Trecho para leitura ▸
============

Agora é tarde

A recomendação que a partir dos quarenta e cinco anos, sem sintomas, sem história familiar de câncer da próstata, não fazia caso na cabeça já passada em anos daquele senhor, que nesse mês de marco em seu começo, finado carnaval, completava nada mais do que cinquenta anos de vida.

Antero era forte como uma árvore de aroeira ainda rija sem os inoportunos cupins a assaltarem seu tronco já bem andado em anos.

Até aquela idade, perdida a mocidade, não se lembrava de quando teve de fazer uma visita ao médico. A derradeira vez, se não lhe fracassava a memória, foi quando um furúnculo o importunou naquele lugar sobre o qual afirmava, vangloriando-se: “quer saber? Aqui é apenas um lugar de saída. Permitir a entrada de qualquer outra coisa nunca vai acontecer”.

Acontece que Antenor acabou envelhecendo. Seguindo a ordem natural das coisas.

A mocidade se perdeu nos verdes anos. A meninice então, nem se lembrava dela.

Apesar da saúde que sempre nele teve lugar cativo, com o passar do tempo Antenor, aos mais de quarenta anos, começou a sofrer de uma estranha sensação de não conseguir esvaziar a bexiga.

Acordava durante a noite, a princípio de duas em duas horas, e ia ao banheiro com pressa, assentava-se ao vaso, e ali permanecia por minutos intermináveis, observando, sem saber o motivo, pelo qual a urina saía em pingos.

O pai, falecido por enfermidade constatada por causa de um câncer de próstata, acabou se despedindo antes dos cinquenta anos. A exemplo do filho Antenor sempre se gabou de ter uma saúde perfeita. Até a data do seu passamento.

============

Dados disponíveis ▸
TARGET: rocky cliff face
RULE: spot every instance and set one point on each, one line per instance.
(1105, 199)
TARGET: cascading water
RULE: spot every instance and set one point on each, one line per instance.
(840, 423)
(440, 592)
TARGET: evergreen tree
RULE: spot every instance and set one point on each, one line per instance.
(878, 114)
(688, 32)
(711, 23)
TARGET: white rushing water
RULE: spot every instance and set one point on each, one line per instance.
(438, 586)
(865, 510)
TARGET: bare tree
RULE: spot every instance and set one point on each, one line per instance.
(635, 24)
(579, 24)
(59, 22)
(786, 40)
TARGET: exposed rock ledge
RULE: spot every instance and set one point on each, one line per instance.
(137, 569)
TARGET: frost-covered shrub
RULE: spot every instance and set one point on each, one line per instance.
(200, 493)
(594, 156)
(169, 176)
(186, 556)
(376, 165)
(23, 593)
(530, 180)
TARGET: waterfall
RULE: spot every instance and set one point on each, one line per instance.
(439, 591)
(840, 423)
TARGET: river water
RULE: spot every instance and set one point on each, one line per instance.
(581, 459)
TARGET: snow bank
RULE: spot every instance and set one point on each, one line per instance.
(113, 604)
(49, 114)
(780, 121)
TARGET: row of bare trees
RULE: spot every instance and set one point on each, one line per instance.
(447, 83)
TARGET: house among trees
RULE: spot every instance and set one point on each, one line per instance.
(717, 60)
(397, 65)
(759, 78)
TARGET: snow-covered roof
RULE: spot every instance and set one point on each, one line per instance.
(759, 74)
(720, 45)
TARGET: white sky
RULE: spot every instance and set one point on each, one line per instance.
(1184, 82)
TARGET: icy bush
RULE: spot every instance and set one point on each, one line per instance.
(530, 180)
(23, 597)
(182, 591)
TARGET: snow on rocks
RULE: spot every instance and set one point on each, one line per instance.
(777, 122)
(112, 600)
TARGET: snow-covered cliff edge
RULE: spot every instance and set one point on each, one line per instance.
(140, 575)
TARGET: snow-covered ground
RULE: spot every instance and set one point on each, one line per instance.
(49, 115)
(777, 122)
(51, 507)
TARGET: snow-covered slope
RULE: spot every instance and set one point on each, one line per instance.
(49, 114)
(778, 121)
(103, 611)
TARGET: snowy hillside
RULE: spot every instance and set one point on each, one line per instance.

============

Enunciado ▸
No trecho para leitura, com que frequência Antenor acordava à noite, a princípio, para ir ao banheiro? A listagem é um material à parte do trecho.

Resposta ▸
De duas em duas horas.